» Task brief
Update the records below by replacing "clear blue sky" with "cloudless sky" and leaving everything else unchanged.

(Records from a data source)
** START **

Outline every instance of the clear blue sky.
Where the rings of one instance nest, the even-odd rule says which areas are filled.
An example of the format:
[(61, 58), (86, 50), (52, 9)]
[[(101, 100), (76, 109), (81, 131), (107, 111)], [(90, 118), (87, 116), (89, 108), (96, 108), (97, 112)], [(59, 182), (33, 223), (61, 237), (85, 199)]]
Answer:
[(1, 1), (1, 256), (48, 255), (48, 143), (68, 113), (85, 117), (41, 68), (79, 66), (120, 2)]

** END **

» Task answer
Outline every instance of the cloudless sky.
Where the rings of one instance nest, the even-odd rule says which areas are filled.
An example of the format:
[(61, 58), (86, 50), (52, 9)]
[[(101, 100), (76, 109), (81, 131), (107, 111)], [(90, 118), (87, 116), (89, 108), (96, 108), (97, 112)], [(59, 182), (33, 223), (61, 237), (85, 199)]]
Answer:
[(1, 1), (1, 256), (48, 255), (48, 143), (68, 113), (85, 117), (41, 68), (79, 66), (120, 2)]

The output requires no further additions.